**WORK INSTRUCTIONS**
The answer is an exact copy of the lines from the one with "inner_rings: a ring" to the end of the listing below, pictures left out.

**DATA**
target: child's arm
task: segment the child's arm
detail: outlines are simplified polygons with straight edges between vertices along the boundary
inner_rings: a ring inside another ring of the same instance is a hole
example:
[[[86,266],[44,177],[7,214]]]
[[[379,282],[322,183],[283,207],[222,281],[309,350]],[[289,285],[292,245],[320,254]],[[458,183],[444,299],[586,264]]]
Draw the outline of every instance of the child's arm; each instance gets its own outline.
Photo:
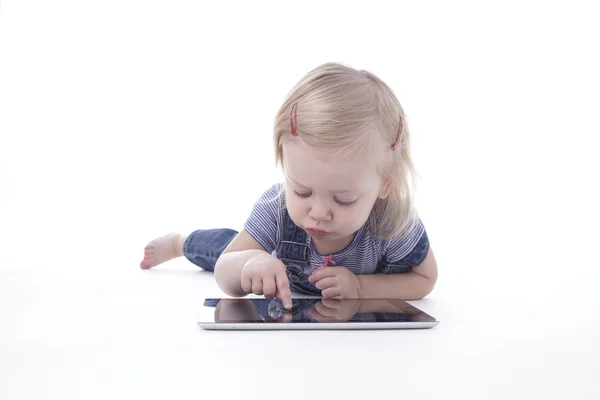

**EXPECTED ANSWER**
inner_rings: a ring inside another ring of the same instance is a hole
example:
[[[86,266],[44,177],[7,214]]]
[[[379,282],[322,183],[283,207],[222,281],[309,350]],[[289,285],[292,245],[320,254]],[[458,183],[444,299],[586,264]]]
Draw the outline of every instance of the child's arm; each instance gets its own outline.
Photo:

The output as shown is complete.